[Exercise brief] Output every record word for word.

---

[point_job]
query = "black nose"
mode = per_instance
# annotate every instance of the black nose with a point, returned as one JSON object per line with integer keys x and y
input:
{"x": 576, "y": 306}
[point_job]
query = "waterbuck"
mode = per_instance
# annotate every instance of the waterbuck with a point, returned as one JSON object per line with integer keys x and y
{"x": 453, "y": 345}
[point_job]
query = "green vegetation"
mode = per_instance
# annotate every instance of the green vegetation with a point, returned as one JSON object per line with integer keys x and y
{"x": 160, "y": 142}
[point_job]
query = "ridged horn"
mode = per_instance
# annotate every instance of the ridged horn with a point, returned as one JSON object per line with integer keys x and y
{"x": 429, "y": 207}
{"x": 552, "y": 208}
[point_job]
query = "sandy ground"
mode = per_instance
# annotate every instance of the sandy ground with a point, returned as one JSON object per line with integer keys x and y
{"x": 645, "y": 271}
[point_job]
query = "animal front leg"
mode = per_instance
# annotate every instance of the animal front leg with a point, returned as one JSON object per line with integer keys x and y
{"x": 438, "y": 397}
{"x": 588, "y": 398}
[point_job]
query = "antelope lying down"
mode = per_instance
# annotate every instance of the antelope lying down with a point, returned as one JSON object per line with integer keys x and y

---

[Result for this exercise]
[point_job]
query = "black nose"
mode = per_instance
# annotate every instance of the black nose with a point, returned as one JSON object per line with integer keys x and y
input:
{"x": 576, "y": 306}
[point_job]
query = "waterbuck"
mode = per_instance
# annotate every instance of the waterbuck with a point, returned as one JSON object per line with integer keys x and y
{"x": 453, "y": 345}
[point_job]
query = "green vegetation"
mode = per_instance
# annotate every instance of the green vegetation with a point, returned as one JSON object per line with integer keys x and y
{"x": 160, "y": 142}
[point_job]
query = "ridged horn"
mode = per_instance
# annotate every instance of the ridged horn with a point, returned as one JSON object per line with integer keys x and y
{"x": 429, "y": 207}
{"x": 552, "y": 208}
[point_job]
query = "sandy ground"
mode = per_instance
# annotate every instance of the sandy ground with a point, returned as one JSON object per line with integer keys x and y
{"x": 645, "y": 271}
[point_job]
query = "animal front leg"
mode = per_instance
# annotate every instance of the animal front leg with a point, returned as one JSON object per line with integer keys x and y
{"x": 438, "y": 397}
{"x": 588, "y": 398}
[point_job]
query = "antelope lying down"
mode = per_instance
# annotate every instance of the antelope lying down with a point, returned as one JSON object per line with integer keys x and y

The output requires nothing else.